══ Given text ══

Based on Carol Brink's novel, Stopover, this is not one of Ms. Stanwyck's best films, the primary reason being her leading men. It's hard to understand why an attractive and intelligent woman like Naomi would want to be with either Henry or Dutch Heinemann (Lyle Bettger). Henry is an oblivious cypher, who neglects his children, ignored his wife, and is totally unaware that his colleague, teacher Sara Harper (Maureen O'Sullivan) is madly in love with him. Dutch, on the other hand, is a bully and just short of a stalker. They make quite a pair. On some levels, you want Naomi to go back to vaudeville.
Ms. Stanwyck (who is, as always, magnificent) was not the only person considered for the role of Naomi. Both Joan Crawford and Bette Davis were discussed as possible candidates for the part (AFI catalog). Either would have been fine, but Ms. Stanwyck brings a vulnerability to Naomi that is important for the audience's relationship with her. This New Yorker discussion focuses on Ms. Stanwyck's invaluable contribution to the film.
One of the more interesting friendships in the film is that of young Ted Murdoch (Billy Gray) and Dutch. Ted appears to be the only person in the town for whom Dutch has any affection; he's kind to the boy, and has taught him to fish and shoot a rifle. It's apparent Ted has no real tie to his father - it made us wonder if Dutch (and perhaps Henry) suspected that Ted was the result of Naomi's affair with Dutch. The film never states it, but given the information we have, it seems a logical premise.

═══
══ Information shown ══

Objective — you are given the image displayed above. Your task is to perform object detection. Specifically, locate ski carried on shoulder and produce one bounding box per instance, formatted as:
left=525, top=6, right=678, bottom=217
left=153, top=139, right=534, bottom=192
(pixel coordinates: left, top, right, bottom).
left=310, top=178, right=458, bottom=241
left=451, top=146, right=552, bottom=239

═══

* _Problems to work on_
(A) Rewrite the film review from "One of the more" up to and including "a logical premise.", substituting "shotgun" for "rifle".
(B) Which performers does the film review name in parentheses after a character's name?
(C) Carry the film review forward from its final sentence.
The listing comes from a different source than the film review.

* _Answers by item_
(A)
One of the more interesting friendships in the film is that of young Ted Murdoch (Billy Gray) and Dutch. Ted appears to be the only person in the town for whom Dutch has any affection; he's kind to the boy, and has taught him to fish and shoot a shotgun. It's apparent Ted has no real tie to his father - it made us wonder if Dutch (and perhaps Henry) suspected that Ted was the result of Naomi's affair with Dutch. The film never states it, but given the information we have, it seems a logical premise.

(B)
Lyle Bettger
Maureen O'Sullivan
Billy Gray

(C)
The lovely period costumes by Rosemary Odell and an amazing set by art directors Bernard Herzbrun and Alexander Golitzen create a convincing reality to the turn of the century backdrop. Sirk had also wanted a different ending to the film. We wondered if he might have been right in his original concept.
We were intrigued to see both Stuart Whitman and Guy Williams appearing in uncredited parts in the film. And it was quite enjoyable to see Richard Long working with Ms. Stanwyck twelve years before they would appear as mother and son in The Big Valley (and in a horseback riding scene, no less!). Mr. Long was a terrific actor - he started his career with a substantial role - as Claudette Colbert's son in Tomorrow Is Forever (1946). After several years in film (mostly as the juvenile), he went over to television in shows such as Bourbon Street Beat and Nanny and the Professor. He was married twice - his first wife died of cancer about a year after their marriage. His second marriage (to actress Mara Corday) produced three children and lasted until his death at the age of 47 from a heart condition.